▶ **Parts of the exercise**
1. Name every person the text about unsolved cases involving journalists identifies as a journalist, reporter, editor or blogger.
2. Write a continuation of the text about unsolved cases involving journalists, beginning after its final sentence.

The list of unsolved cases involving journalists is staggering. Ibraimo Mbaruco, a reporter and presenter for Rádio Comunitária de Palma, sent a text message to a colleague on April 7, 2020, saying he was “surrounded by soldiers,” before disappearing without a trace. João Chamusse, editor-in-chief of the online newspaper Ponto por Ponto, was found dead at his home in KaTembe on December 14, 2023, his head wounded and his phones and computer stolen. He was known for his scathing editorials on corruption and poor governance. In December 2024, police shot and killed Albino Sibia, a 30-year-old blogger, while he was covering a protest live on Facebook, in the southern city of Ressano Garcia. Arlindo Chissale, a reporter for the online media outlet Pinnacle News and a member of the opposition, was dragged off a minibus between Pemba and Nacala on Jan. 7, 2025, by five armed men, two of whom were in police uniform. His body was never found. Selma Inocência, a television journalist, reported that she was poisoned with heavy metals — including mercury, cadmium, uranium and thallium — during a work trip to Maputo in March 2025, and now lives in Germany with lasting health problems.

[Lines excerpted from a collection]
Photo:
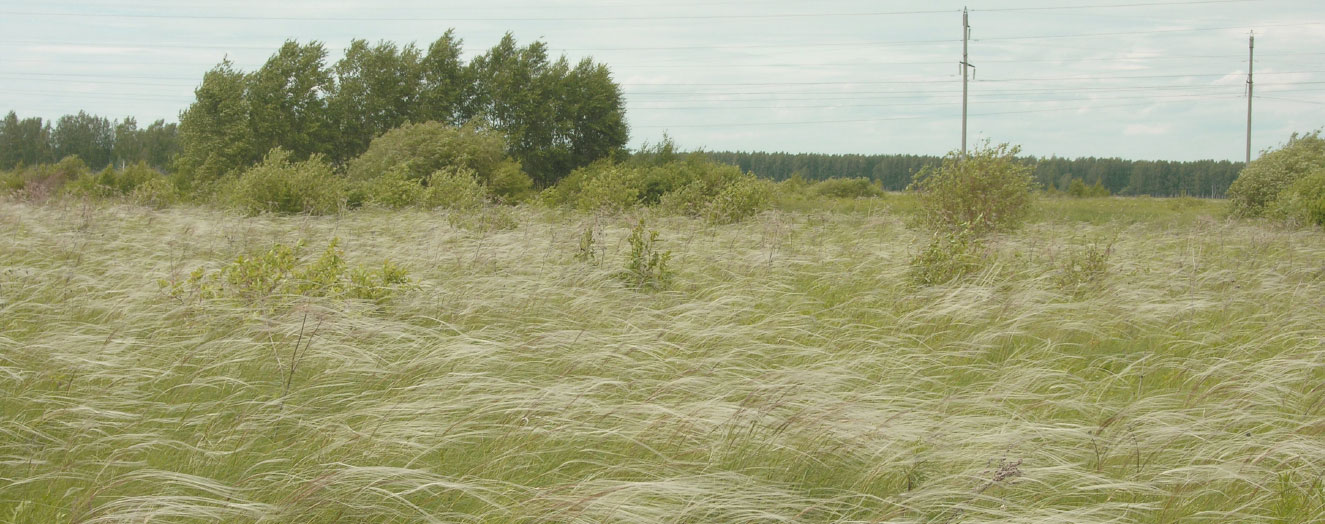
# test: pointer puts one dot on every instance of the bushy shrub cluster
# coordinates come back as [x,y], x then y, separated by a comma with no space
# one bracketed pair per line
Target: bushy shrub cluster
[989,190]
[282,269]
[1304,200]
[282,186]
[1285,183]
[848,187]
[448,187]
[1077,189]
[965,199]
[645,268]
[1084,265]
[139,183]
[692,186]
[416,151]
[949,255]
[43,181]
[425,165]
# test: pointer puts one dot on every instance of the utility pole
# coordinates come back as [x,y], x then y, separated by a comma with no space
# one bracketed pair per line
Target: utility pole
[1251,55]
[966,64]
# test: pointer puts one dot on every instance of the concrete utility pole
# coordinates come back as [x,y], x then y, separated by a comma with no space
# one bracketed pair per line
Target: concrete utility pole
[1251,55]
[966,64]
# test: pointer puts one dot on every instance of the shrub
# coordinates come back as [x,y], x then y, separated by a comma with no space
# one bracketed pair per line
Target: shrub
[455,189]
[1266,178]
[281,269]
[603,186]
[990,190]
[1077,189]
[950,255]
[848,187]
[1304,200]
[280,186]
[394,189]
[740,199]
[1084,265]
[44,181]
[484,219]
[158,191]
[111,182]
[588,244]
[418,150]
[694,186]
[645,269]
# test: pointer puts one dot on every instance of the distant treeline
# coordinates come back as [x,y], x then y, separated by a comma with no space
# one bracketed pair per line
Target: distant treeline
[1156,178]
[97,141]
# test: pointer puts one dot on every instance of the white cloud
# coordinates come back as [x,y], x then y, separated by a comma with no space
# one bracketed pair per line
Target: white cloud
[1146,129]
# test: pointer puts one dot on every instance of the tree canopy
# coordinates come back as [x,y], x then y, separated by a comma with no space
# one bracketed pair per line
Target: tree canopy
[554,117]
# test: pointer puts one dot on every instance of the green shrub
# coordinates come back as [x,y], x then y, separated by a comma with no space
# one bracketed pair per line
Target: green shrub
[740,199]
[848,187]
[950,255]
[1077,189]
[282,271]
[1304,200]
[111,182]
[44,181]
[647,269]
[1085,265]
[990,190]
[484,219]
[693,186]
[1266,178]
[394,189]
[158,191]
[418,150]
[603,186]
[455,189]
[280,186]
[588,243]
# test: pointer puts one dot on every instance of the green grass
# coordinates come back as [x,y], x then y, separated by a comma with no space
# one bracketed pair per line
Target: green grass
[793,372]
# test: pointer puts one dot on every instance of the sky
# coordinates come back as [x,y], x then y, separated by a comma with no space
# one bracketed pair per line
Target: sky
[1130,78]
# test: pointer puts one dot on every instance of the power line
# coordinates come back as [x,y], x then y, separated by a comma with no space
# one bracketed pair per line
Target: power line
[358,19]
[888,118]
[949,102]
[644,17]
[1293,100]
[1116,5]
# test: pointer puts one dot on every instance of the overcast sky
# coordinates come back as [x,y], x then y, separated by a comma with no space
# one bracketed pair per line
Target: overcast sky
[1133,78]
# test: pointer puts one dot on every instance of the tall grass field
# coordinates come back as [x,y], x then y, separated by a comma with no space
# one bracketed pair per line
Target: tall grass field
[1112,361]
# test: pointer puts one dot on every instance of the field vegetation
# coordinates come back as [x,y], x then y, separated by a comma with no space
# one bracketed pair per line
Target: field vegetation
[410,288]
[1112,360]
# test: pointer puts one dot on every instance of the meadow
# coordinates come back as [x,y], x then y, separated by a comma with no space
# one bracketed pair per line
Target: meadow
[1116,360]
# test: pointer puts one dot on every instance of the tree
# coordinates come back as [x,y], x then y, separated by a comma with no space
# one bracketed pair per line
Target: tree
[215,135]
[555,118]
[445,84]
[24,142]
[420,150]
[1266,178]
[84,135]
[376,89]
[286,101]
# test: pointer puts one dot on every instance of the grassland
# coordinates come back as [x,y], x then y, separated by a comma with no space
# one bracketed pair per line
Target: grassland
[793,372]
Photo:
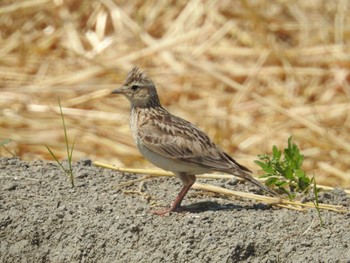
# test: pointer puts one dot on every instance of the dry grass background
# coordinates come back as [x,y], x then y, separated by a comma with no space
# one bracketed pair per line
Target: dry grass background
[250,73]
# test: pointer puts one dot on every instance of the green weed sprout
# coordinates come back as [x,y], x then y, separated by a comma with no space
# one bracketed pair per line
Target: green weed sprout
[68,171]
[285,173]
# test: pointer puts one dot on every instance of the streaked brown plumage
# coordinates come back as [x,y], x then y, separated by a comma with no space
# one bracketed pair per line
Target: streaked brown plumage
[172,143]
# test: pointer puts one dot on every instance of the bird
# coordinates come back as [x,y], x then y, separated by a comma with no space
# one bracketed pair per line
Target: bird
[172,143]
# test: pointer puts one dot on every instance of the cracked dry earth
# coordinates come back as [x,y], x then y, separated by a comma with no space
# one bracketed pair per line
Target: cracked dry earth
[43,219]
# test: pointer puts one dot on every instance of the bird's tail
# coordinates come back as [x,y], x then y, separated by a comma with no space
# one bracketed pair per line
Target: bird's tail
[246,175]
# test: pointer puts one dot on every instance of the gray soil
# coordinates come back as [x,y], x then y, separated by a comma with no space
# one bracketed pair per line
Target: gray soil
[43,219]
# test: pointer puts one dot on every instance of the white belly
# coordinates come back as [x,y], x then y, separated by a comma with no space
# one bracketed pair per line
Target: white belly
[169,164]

* * *

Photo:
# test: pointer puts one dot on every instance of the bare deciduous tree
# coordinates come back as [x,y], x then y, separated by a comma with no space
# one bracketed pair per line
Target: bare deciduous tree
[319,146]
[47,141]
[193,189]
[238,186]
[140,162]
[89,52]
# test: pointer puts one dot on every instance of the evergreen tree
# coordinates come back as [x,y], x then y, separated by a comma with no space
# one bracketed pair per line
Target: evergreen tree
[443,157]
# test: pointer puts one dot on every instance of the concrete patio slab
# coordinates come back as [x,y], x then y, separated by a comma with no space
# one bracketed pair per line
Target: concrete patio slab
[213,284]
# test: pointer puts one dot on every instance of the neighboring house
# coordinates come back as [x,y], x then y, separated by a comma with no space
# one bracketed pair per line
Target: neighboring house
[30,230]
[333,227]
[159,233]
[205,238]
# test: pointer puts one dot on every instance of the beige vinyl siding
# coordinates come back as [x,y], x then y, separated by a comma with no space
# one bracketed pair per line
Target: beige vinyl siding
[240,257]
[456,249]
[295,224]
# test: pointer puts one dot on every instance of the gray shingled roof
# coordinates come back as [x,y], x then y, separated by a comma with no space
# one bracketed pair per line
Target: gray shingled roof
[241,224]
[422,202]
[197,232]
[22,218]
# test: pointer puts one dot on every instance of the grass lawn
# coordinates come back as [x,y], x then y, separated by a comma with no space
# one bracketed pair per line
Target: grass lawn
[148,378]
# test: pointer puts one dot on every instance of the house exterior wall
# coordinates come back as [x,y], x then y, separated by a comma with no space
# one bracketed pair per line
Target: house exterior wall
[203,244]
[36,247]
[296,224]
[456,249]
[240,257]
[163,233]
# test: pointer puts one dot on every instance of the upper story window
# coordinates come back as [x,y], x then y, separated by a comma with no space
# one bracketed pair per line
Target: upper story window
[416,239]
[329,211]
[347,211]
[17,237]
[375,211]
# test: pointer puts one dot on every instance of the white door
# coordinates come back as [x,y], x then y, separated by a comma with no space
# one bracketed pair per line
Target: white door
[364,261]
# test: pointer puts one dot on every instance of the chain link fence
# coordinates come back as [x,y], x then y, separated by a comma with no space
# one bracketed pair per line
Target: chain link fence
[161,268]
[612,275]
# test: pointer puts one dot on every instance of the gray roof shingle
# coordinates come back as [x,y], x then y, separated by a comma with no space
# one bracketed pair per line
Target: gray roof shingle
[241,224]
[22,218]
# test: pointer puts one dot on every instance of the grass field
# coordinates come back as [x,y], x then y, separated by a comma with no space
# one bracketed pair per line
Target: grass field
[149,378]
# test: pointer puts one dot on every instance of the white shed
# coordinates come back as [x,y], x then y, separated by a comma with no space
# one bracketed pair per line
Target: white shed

▶ **Replies**
1. Ibraimo Mbaruco, João Chamusse, Albino Sibia, Arlindo Chissale, Selma Inocência

2.
As the cases pile up, the authorities do little to nothing. Although the police arrested a man who reportedly confessed to Chamusse’s murder, they did not deem it necessary to investigate who may have orchestrated the killing. No charges were made public following Sibia’s death or Inocência’s poisoning, nor after the disappearances of Chissale and Mbaruco: both community journalists, both abducted by men in uniform, according to witnesses, and both active in Cabo Delgado, a region in northern Mozambique where Al-Shabab operates.

“There have been no credible, thorough, impartial investigations on both cases,” said Carlos Quembo, researcher at Amnesty International. “And it’s unfortunate that the case of Ibraimo Mbaruco is closed without any explanation as to what happened.” For Arlindo Chissale, the authorities say they are investigating, but haven’t communicated on developments.

The situation is most concerning in Cabo Delgado, where the authorities are attempting to impose a media blackout on the conflict. “The media haven’t really been able to cover the situation properly. Local journalists who attempt to do so are being targeted,” Quintal told Forbidden Stories.

“The current system further closes the civic space in Mozambique,” said Wilker Dias, director of the NGO DECIDE, which specializes in supporting civil society. He claims to have been poisoned during a stay in Maputo in 2024. The rare reporters who have ventured there, including Estácio Valoi and Alex Perry, have been attacked, threatened or expelled.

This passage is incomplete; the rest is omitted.